START Records supplied

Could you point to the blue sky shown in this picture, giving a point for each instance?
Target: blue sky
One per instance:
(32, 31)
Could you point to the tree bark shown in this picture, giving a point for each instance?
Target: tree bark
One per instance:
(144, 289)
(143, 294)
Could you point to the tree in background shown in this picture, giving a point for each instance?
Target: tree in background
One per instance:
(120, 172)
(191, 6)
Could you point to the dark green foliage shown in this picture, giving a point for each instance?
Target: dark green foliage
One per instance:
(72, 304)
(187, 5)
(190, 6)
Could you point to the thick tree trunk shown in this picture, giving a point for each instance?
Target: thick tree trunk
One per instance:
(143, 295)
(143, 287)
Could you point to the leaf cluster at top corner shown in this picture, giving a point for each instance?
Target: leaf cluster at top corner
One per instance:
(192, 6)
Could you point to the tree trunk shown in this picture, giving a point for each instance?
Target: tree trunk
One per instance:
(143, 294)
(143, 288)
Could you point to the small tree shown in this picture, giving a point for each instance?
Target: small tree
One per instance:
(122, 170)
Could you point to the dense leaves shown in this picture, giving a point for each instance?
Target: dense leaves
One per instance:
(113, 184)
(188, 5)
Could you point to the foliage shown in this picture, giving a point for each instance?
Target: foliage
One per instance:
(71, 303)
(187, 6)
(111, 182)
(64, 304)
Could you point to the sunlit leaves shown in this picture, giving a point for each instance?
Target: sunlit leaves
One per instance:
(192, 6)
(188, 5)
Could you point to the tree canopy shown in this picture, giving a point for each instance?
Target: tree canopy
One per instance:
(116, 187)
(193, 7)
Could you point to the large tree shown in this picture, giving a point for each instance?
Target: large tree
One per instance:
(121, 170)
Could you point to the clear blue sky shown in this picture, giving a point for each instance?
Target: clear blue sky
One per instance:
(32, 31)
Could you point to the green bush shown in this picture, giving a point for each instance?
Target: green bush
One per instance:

END Records supplied

● Goal of the exercise
Look through the entries above and list every line containing "cluster".

● Solution to this problem
Could you point to the leaf cluster at top corner shown in this picture, giving a point for each instance?
Target: leaf cluster at top corner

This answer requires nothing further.